— Source passage —

····················

Pond Boss
Posted By: hartfish oxygen and algae question - 06/17/14 07:28 PM
I had a friend who is a biology professor at a local university do an analysis on my 3 acre pond. She found extremely high phosphorous levels, a huge amount of algae (which is why I asked her to look at the pond) and very low dissolved oxygen below three feet.

Questions:

Does excess algae contribute to low O2 levels? Or is the low O2 a byproduct of something else?

Will simply killing the algae help boost the O2 level? I understand that dying plant matter depletes O2, but will the O level bounce up once the decay process ends?

I guess I'm trying to figure out how (if) a high algae count is related to low O2 levels. How do they correlate?

Thanks for any help.
Posted By: esshup Re: oxygen and algae question - 06/18/14 03:33 AM
High algae count can limit sunlight penetration, which plants and phytoplankton use to mfg O2.

Floating mats of algae, or phytoplankton? I'm assuming you don't have an aeration system in the pond?

····················

Data records:

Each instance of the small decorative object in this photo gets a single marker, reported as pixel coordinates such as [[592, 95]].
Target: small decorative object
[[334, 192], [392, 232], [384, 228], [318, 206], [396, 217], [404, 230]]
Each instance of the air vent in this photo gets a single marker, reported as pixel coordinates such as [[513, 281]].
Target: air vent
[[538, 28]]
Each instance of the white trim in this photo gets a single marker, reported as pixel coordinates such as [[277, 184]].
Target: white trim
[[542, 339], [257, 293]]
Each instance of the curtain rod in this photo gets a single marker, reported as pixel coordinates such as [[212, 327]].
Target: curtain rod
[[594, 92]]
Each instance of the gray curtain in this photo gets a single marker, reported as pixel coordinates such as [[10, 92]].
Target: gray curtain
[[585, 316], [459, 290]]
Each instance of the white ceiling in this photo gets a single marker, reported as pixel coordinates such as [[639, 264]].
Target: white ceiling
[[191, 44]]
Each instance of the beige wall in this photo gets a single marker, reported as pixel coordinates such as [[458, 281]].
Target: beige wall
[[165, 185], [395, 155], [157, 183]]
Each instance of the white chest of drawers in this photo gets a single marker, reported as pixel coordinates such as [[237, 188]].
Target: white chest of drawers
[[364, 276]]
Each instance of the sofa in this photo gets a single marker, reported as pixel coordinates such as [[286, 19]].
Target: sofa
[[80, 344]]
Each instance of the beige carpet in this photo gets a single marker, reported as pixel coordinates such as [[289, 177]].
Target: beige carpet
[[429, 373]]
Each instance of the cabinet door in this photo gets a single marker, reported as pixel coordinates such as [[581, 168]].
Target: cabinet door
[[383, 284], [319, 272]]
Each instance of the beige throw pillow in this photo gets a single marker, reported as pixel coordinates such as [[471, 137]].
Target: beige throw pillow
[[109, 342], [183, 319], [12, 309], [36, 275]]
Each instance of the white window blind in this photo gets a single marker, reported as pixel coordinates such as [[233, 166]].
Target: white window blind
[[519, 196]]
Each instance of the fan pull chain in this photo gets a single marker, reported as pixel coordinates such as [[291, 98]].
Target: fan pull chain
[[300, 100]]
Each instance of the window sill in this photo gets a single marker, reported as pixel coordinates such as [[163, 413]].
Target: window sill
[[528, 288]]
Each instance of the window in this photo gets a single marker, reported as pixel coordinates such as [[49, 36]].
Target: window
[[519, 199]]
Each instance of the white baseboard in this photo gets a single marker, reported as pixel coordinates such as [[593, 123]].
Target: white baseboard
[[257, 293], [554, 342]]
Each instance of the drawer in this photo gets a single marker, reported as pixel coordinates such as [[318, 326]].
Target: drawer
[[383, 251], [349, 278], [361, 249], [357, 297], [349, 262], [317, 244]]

····················

— Work instructions —
1. Copy the pond forum thread's text from "Will simply killing" to "use to mfg O2.".
2. In the pond forum thread, what did the analysis find about dissolved oxygen in the 3-acre pond?
3. Continue the pond forum thread past its last post.

— Your responses —
1.
Will simply killing the algae help boost the O2 level? I understand that dying plant matter depletes O2, but will the O level bounce up once the decay process ends?

I guess I'm trying to figure out how (if) a high algae count is related to low O2 levels. How do they correlate?

Thanks for any help.
Posted By: esshup Re: oxygen and algae question - 06/18/14 03:33 AM
High algae count can limit sunlight penetration, which plants and phytoplankton use to mfg O2.

2. Dissolved oxygen was very low below three feet.

3.
Posted By: hartfish Re: oxygen and algae question - 06/18/14 12:39 PM
Suspended algae--I assume phytoplankton.

No aeration system.
Posted By: CW10 Re: oxygen and algae question - 06/18/14 10:01 PM
Killing the algae results in microorganisms feeding on the dead algae. These organisms feeding and multiplying use the available oxygen in the water.
Posted By: bcotton Re: oxygen and algae question - 06/18/14 10:57 PM
algae like most plants photosynthesis during the days turning co2 into o2.. but at night (and sometimes on cloudy days) do the opposite via cellular respiration.

esshup's is right that if you have a lot of algae the top algae may be photosynthesizing but the algae below it may not be getting light.


The problem is that the algae is feeding on your high phosphorous, but it is also using it up.. well not using more like locking it up.. when your algae decays it's going to release those nutrients back into water, what is going to use it then?